%%

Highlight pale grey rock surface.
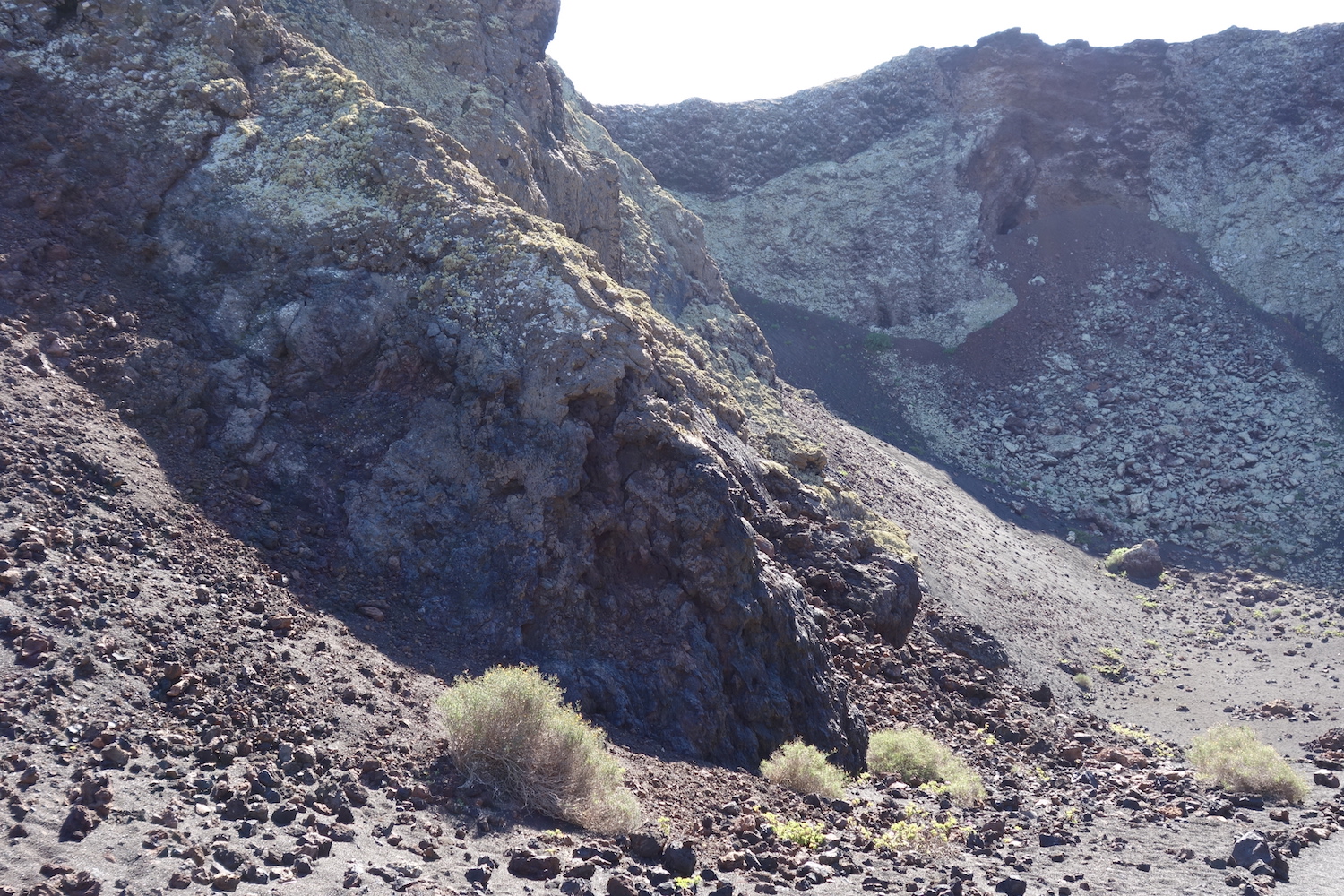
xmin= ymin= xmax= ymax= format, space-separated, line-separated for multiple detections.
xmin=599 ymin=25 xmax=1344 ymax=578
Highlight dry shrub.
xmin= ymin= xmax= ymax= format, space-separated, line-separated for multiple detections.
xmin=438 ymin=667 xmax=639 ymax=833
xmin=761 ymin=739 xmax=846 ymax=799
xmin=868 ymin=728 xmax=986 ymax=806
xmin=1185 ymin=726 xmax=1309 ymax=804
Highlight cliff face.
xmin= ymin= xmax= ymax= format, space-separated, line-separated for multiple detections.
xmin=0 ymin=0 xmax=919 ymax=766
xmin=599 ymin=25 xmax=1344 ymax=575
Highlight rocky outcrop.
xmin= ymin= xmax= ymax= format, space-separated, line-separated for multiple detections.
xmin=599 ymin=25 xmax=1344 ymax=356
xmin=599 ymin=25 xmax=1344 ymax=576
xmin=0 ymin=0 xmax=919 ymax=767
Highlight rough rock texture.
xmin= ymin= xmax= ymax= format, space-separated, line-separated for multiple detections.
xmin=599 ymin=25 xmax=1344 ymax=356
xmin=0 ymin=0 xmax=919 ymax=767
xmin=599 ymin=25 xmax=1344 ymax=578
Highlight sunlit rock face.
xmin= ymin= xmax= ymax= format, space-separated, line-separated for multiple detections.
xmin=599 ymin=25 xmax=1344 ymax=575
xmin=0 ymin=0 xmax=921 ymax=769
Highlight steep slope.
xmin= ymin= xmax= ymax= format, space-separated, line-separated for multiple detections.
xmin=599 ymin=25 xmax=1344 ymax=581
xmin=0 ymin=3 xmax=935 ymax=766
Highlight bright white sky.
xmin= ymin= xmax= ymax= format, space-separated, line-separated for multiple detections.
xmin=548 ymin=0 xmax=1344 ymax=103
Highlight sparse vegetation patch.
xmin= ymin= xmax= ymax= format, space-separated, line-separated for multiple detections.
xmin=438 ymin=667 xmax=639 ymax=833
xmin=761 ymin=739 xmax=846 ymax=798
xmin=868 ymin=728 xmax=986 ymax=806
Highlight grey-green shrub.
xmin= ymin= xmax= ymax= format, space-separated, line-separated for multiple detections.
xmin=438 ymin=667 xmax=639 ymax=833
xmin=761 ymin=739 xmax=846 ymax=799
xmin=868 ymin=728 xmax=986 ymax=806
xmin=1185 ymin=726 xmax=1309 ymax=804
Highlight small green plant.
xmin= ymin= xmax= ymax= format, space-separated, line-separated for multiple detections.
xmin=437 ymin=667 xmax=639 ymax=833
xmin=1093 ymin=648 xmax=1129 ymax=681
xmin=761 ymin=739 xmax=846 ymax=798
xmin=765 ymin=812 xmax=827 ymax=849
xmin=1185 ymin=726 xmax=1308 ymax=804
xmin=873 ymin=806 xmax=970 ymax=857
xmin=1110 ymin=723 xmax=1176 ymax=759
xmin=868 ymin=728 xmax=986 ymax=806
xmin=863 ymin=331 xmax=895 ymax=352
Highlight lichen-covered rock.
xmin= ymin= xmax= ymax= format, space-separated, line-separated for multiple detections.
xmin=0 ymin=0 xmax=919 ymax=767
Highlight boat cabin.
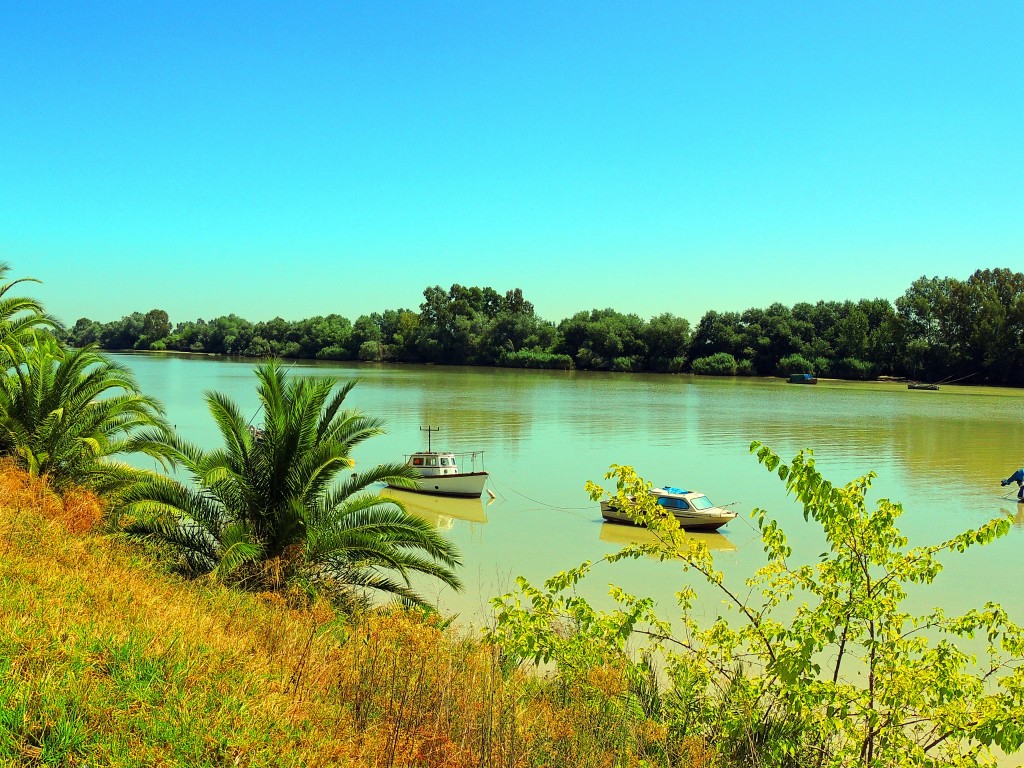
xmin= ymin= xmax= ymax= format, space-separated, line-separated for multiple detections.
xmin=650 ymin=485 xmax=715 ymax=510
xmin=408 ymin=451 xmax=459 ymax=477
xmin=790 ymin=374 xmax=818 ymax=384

%%

◆ Exercise: Repeat all of the lines above word for word, leaving out the pictures.

◆ Exercise result:
Highlight pale grey rock surface.
xmin= ymin= xmax= ymax= format, space-separated, line-separated for multiple detections.
xmin=599 ymin=25 xmax=1344 ymax=578
Highlight dry shrub.
xmin= ymin= xmax= ymax= format, space-separated, line-separated for multiple detections.
xmin=438 ymin=667 xmax=639 ymax=833
xmin=761 ymin=739 xmax=846 ymax=799
xmin=868 ymin=728 xmax=986 ymax=806
xmin=1185 ymin=726 xmax=1309 ymax=804
Highlight cliff face.
xmin= ymin= xmax= ymax= format, space-separated, line-separated for multiple detections.
xmin=0 ymin=0 xmax=919 ymax=766
xmin=599 ymin=25 xmax=1344 ymax=575
Highlight rocky outcrop.
xmin= ymin= xmax= ymax= format, space-separated, line-separated for multiple detections.
xmin=599 ymin=25 xmax=1344 ymax=356
xmin=599 ymin=25 xmax=1344 ymax=576
xmin=0 ymin=0 xmax=919 ymax=767
Highlight rough rock texture.
xmin= ymin= xmax= ymax= format, space-separated, line-separated for multiple detections.
xmin=599 ymin=25 xmax=1344 ymax=356
xmin=0 ymin=0 xmax=919 ymax=767
xmin=599 ymin=25 xmax=1344 ymax=578
Highlight sunlit rock face.
xmin= ymin= xmax= ymax= format, space-separated, line-separated for multiple detections.
xmin=599 ymin=25 xmax=1344 ymax=575
xmin=0 ymin=0 xmax=921 ymax=769
Highlight steep slope.
xmin= ymin= xmax= ymax= format, space-separated, line-separated for multiple detections.
xmin=599 ymin=25 xmax=1344 ymax=581
xmin=0 ymin=3 xmax=935 ymax=766
Highlight bright white sky.
xmin= ymin= xmax= ymax= format, space-separated, line-separated for multiple detections.
xmin=548 ymin=0 xmax=1344 ymax=103
Highlight sparse vegetation patch.
xmin= ymin= xmax= ymax= format, space-separated, line-separated for multiple detections.
xmin=438 ymin=667 xmax=639 ymax=833
xmin=761 ymin=739 xmax=846 ymax=798
xmin=868 ymin=728 xmax=986 ymax=806
Highlight grey-green shrub.
xmin= ymin= xmax= ymax= format, space-separated, line-separated for multiple detections.
xmin=438 ymin=667 xmax=639 ymax=833
xmin=761 ymin=739 xmax=846 ymax=799
xmin=868 ymin=728 xmax=986 ymax=806
xmin=1185 ymin=726 xmax=1309 ymax=804
Highlight small green plant.
xmin= ymin= xmax= ymax= format, space-separated, line-separated for multiple detections.
xmin=437 ymin=667 xmax=639 ymax=833
xmin=1093 ymin=648 xmax=1129 ymax=681
xmin=761 ymin=739 xmax=846 ymax=798
xmin=765 ymin=812 xmax=827 ymax=849
xmin=1185 ymin=726 xmax=1308 ymax=804
xmin=873 ymin=806 xmax=970 ymax=857
xmin=1110 ymin=723 xmax=1176 ymax=759
xmin=868 ymin=728 xmax=986 ymax=806
xmin=863 ymin=331 xmax=895 ymax=352
Highlight lichen-covered rock.
xmin= ymin= xmax= ymax= format, space-separated, line-separated for multiple detections.
xmin=0 ymin=0 xmax=919 ymax=767
Highlight boat cabin.
xmin= ymin= xmax= ymax= format, space-separated, line-separated for multiple detections.
xmin=650 ymin=485 xmax=715 ymax=510
xmin=408 ymin=451 xmax=459 ymax=477
xmin=790 ymin=374 xmax=818 ymax=384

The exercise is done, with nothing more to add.